Manchester Gothic Festival 2014 – Day Two

The decision to hold another installment of the Manchester Gothic festival has been utterly vindicated, no doubt inspired by our glowing coverage last year! Supported by Manchester Metropolitan University’s Humanities in Public project, the festival was broader, with more events held over multiple sites – and well attended by members of the public as well as learned academics, and blagging journalists like The Blogging Goth!

Travelling from Newcastle, we weren’t able to attend the opening session of the festival, held at the International Anthony Burgess Foundation – but the very capable staff of Humanity Hallows, the student press blog, were in situ. We’ll be linking frequently to the excellent write-ups they provide as the weekend proceeds.

It is encouraging to note the event was packed and sold-out – the popularity of the Festival reflects much of what is discussed throughout Gothic Manchester. The English became fascinated with the terrifying and terrific centuries ago, and that passion remains, bringing people out in their scores to discuss the origins and ongoing nature of Gothic culture.

steampunk, gothic manchester, mosi

Photo courtesy of Ade Hunter / MMU

One of those ongoing issues is the rampant rise of Steampunk, now a subculture all of its own, and the subject of the second day’s session. At one point I tweeted a half-recalled definition of this sprawling, creative field…

…and realized I was quoting renowned Steampunk author and commentator G.D. Falksen. It’s a succinct and accurate quote, perfect for the journalist, but it still leaves a great deal unsaid! So the festival convened a session entitled What Is This Thing Called Steampunk?, held appropriately enough amidst the functional and steaming machinery of the Manchester Museum of Science and Industry.

steampunk, gothic manchester, mosi

Photo courtesy of Ade Hunter / MMU

The day began with a tour of the vast engine hall of MOSI, where Head of Collections Jack Kirby introduced us to some of the formidable engineering of the 18th and 19th centuries, that have so influenced the aesthetics of Steampunk. Many of the vast mill engines are still functioning, and it was a delightfully visual, aural and olfactory experience that brings a reality to Steampunk technology that is sadly missing from prop replicas.
● ● ● ●
Given task 1 » Write out the part of the festival post that opens with the words containing "Manchester Gothic Festival 2014" and closes with "The Blogging Goth!".
Given task 2 » According to the festival post, who introduced the group to the engines in the MOSI engine hall, and what was that person's position?
The lines that follow the festival post aren't needed for any of this.

Data excerpt »
● ● ● ●
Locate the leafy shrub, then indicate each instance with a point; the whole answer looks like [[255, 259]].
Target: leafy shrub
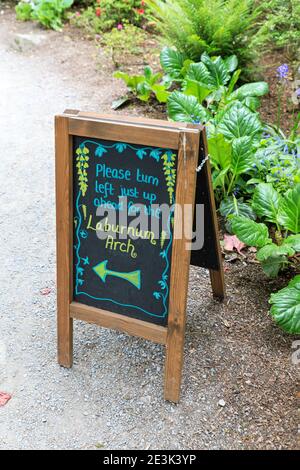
● ● ● ●
Correct output 1 »
Manchester Gothic Festival 2014 – Day Two

The decision to hold another installment of the Manchester Gothic festival has been utterly vindicated, no doubt inspired by our glowing coverage last year! Supported by Manchester Metropolitan University’s Humanities in Public project, the festival was broader, with more events held over multiple sites – and well attended by members of the public as well as learned academics, and blagging journalists like The Blogging Goth!

Correct output 2 » Jack Kirby, the Head of Collections at MOSI.